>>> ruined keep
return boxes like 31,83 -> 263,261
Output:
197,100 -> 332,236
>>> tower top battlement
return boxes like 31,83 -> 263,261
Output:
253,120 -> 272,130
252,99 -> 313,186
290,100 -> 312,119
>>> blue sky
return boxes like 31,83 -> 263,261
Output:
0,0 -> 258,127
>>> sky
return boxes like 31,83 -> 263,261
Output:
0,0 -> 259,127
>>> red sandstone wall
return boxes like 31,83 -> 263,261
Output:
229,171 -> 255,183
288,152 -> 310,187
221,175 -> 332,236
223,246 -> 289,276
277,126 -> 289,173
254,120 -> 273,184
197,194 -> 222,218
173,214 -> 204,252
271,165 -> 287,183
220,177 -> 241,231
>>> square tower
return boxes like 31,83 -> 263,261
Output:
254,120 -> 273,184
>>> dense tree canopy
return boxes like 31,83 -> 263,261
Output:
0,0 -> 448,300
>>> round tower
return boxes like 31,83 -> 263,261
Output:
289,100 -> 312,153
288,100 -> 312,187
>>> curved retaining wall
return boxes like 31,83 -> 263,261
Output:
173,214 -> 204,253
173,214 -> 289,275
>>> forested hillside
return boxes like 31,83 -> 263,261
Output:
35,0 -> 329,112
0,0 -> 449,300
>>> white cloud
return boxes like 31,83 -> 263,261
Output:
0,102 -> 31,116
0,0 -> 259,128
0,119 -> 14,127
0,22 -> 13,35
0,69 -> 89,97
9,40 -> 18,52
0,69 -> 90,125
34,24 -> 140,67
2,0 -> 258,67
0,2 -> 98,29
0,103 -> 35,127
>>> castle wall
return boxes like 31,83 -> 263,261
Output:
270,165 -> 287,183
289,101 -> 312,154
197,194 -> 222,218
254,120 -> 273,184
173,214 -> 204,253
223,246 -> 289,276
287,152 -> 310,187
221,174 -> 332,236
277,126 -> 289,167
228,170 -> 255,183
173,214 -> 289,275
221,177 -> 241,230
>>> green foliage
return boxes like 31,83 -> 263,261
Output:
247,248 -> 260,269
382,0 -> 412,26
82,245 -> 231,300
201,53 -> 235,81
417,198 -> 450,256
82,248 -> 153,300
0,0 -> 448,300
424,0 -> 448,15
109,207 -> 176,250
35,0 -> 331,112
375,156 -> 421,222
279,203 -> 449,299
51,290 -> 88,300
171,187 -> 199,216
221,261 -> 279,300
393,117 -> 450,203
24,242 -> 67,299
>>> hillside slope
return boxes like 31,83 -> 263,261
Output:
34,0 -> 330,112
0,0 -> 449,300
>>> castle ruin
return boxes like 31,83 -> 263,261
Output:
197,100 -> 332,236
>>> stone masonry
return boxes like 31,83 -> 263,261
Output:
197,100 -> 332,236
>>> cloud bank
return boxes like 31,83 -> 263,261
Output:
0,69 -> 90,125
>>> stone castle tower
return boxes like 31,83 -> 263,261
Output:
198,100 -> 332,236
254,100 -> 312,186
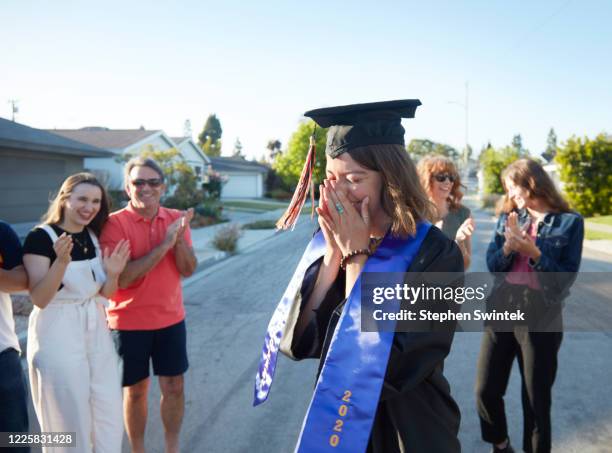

+===+

§ **WORK TO COMPLETE**
Transcribe the listing word for word, but keep its pictures out of the copy.

§ **WRITTEN REPLY**
>>> ruined keep
return boxes like 31,83 -> 263,261
Output:
197,100 -> 332,236
>>> tower top battlement
return boxes like 31,83 -> 263,261
Output:
253,120 -> 272,130
252,99 -> 313,186
290,100 -> 312,119
>>> blue sky
return boxes like 31,83 -> 263,261
Output:
0,0 -> 258,127
>>> sky
return boxes like 31,83 -> 263,261
Output:
0,0 -> 259,127
>>> red sandstone wall
return boxes like 31,83 -> 263,261
Output:
229,171 -> 255,183
288,152 -> 310,187
221,175 -> 332,236
223,246 -> 289,276
277,126 -> 289,173
254,120 -> 273,184
197,194 -> 222,218
173,214 -> 204,252
271,165 -> 287,183
220,177 -> 241,231
>>> square tower
return boxes like 31,83 -> 263,261
Output:
254,120 -> 273,184
>>> dense tree canopy
return boxes like 31,83 -> 263,261
Output:
0,0 -> 448,300
>>> round tower
return boxes like 31,83 -> 263,261
Output:
289,100 -> 312,153
288,100 -> 312,187
>>> curved retaining wall
return boxes like 31,83 -> 263,261
Output:
173,214 -> 204,253
173,214 -> 289,275
>>> forested hillside
return boxes like 31,83 -> 263,261
Output:
35,0 -> 329,112
0,0 -> 449,300
>>> white cloud
return boxes like 31,83 -> 263,261
Output:
0,102 -> 31,116
0,0 -> 259,128
0,119 -> 14,127
0,22 -> 13,35
0,69 -> 89,97
9,40 -> 18,52
0,69 -> 90,125
34,24 -> 140,67
2,0 -> 258,67
0,2 -> 98,29
0,103 -> 35,127
>>> castle wall
return boxes like 31,83 -> 263,261
Output:
270,165 -> 287,183
289,101 -> 312,154
197,194 -> 222,218
254,120 -> 273,184
173,214 -> 204,253
223,246 -> 289,276
287,152 -> 310,187
221,174 -> 332,236
277,126 -> 289,167
228,170 -> 255,183
173,214 -> 289,275
221,177 -> 241,230
>>> green foliage
return boxes like 31,83 -> 263,261
Output:
247,248 -> 260,269
382,0 -> 412,26
82,245 -> 231,300
201,53 -> 235,81
417,198 -> 450,256
82,248 -> 153,300
0,0 -> 448,300
424,0 -> 448,15
109,207 -> 176,250
35,0 -> 331,112
375,156 -> 421,222
279,203 -> 449,299
51,290 -> 88,300
171,187 -> 199,216
221,261 -> 279,300
393,117 -> 450,203
24,242 -> 67,299
>>> hillside slope
return boxes like 31,83 -> 263,261
Output:
34,0 -> 330,112
0,0 -> 449,300
>>> castle ruin
return boxes like 31,83 -> 263,261
Output:
197,100 -> 332,236
>>> stone masonry
return boxes like 31,83 -> 263,261
Output:
197,100 -> 332,236
>>> cloud bank
return boxes like 31,83 -> 263,261
Output:
0,69 -> 90,125
>>> stone castle tower
return boxes like 31,83 -> 263,261
Output:
198,100 -> 332,236
254,100 -> 312,186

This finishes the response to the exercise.